What needs to be done: Filter the listing below and copy out every line that contains the word "green".

(Pointing data excerpts)
↓

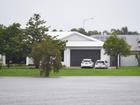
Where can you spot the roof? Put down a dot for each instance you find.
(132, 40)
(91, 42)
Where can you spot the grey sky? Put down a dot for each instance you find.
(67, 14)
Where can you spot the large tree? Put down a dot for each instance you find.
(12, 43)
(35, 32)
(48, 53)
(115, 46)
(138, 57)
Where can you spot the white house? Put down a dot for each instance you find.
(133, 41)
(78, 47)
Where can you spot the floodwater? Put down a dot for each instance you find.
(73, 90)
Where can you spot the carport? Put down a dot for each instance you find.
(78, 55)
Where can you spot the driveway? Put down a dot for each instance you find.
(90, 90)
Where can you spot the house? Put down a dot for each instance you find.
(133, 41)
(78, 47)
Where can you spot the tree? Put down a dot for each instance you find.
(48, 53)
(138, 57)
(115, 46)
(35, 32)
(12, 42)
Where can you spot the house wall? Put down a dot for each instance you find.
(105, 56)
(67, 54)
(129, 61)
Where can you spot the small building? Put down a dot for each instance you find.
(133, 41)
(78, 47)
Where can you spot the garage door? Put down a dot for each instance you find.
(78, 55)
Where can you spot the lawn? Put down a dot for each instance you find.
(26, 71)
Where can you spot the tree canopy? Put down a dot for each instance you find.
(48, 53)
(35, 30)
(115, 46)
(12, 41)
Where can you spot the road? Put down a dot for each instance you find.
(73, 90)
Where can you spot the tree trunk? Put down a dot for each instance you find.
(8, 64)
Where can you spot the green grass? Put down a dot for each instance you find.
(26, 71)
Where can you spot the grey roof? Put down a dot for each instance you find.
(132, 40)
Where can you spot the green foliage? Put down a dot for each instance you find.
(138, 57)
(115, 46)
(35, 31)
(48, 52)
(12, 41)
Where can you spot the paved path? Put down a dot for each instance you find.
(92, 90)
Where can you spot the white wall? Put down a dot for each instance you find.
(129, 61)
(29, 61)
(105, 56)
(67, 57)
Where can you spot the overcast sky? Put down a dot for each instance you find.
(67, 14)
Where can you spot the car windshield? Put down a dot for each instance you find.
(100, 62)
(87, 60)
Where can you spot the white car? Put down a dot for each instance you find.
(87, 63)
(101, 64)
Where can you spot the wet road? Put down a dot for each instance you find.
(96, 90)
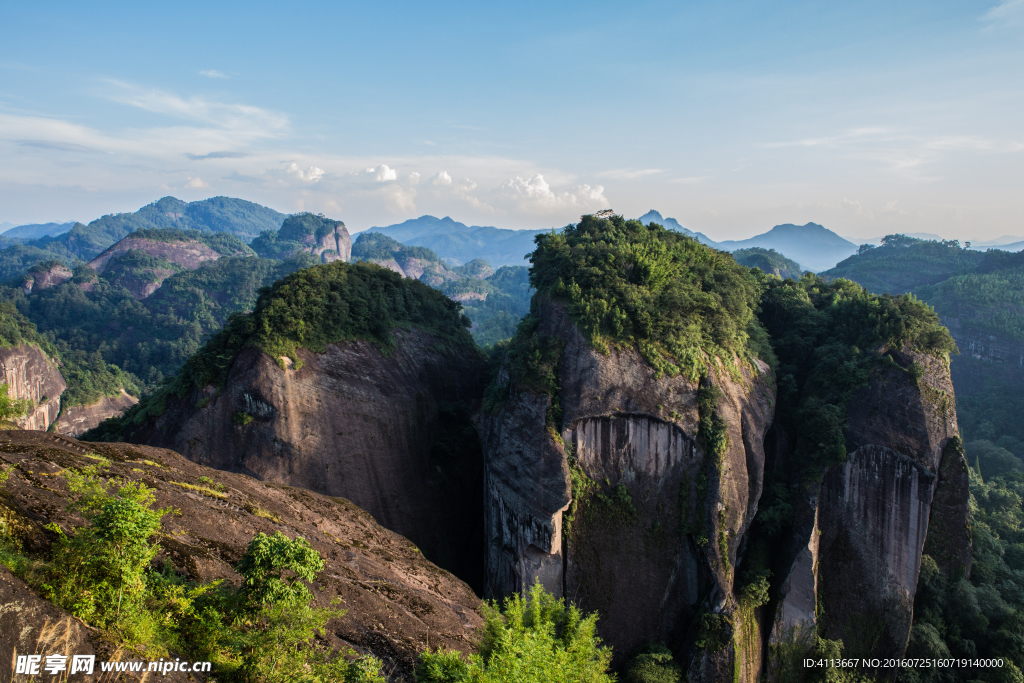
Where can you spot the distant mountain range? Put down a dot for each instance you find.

↑
↓

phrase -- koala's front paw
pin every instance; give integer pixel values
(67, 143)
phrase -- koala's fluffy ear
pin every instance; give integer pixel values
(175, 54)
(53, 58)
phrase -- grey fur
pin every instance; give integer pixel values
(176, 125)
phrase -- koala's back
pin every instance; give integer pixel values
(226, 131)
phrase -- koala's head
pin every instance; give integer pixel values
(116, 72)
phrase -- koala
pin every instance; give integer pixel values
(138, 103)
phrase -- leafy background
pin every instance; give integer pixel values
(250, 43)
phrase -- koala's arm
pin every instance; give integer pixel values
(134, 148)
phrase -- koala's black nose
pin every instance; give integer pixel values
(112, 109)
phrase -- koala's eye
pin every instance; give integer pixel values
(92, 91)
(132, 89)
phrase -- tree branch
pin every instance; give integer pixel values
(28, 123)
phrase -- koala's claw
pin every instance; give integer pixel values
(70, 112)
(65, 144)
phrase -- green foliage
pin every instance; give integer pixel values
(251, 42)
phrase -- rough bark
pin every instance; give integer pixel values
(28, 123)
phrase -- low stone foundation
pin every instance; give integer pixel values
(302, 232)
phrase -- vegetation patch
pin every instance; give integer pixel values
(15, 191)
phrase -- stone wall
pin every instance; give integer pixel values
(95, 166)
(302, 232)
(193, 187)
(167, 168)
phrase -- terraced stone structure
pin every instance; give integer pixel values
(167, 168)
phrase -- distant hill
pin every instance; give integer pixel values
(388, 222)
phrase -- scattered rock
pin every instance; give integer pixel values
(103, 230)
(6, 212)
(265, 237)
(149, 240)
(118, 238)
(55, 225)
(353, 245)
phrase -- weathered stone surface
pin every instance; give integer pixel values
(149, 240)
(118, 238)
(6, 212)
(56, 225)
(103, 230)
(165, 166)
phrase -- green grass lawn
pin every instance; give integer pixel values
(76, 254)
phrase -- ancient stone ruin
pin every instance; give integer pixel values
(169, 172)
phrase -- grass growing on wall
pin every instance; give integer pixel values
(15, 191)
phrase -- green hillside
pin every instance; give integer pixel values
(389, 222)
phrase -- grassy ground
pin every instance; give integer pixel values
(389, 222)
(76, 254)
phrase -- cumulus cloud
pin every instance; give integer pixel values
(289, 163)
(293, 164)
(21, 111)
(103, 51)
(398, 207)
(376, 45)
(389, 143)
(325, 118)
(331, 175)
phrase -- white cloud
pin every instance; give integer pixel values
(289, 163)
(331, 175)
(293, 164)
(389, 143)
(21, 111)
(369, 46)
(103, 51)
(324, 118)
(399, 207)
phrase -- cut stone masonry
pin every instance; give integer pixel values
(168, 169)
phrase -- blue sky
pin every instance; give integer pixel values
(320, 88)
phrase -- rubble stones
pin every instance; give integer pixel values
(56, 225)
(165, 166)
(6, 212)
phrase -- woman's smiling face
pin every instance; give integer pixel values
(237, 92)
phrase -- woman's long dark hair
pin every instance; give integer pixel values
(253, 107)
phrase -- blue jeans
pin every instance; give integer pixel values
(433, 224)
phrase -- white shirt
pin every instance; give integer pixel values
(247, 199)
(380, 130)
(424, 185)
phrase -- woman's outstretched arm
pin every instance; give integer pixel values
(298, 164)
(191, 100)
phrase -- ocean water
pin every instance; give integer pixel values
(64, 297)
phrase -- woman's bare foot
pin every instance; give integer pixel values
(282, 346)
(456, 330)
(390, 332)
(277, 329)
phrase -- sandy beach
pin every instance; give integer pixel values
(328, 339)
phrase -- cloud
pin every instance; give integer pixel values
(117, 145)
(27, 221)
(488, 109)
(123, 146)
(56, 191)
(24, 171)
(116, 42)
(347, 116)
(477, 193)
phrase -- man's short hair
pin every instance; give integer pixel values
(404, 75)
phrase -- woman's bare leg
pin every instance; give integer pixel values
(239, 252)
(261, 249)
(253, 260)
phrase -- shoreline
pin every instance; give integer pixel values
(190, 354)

↑

Task answer:
Where can you spot the green grass? Put down a dot for each instance you find.
Where can you spot the green foliage? Put down a dot for each instance you find.
phrase -- green foliage
phrase -- green grass lawn
phrase -- green hillside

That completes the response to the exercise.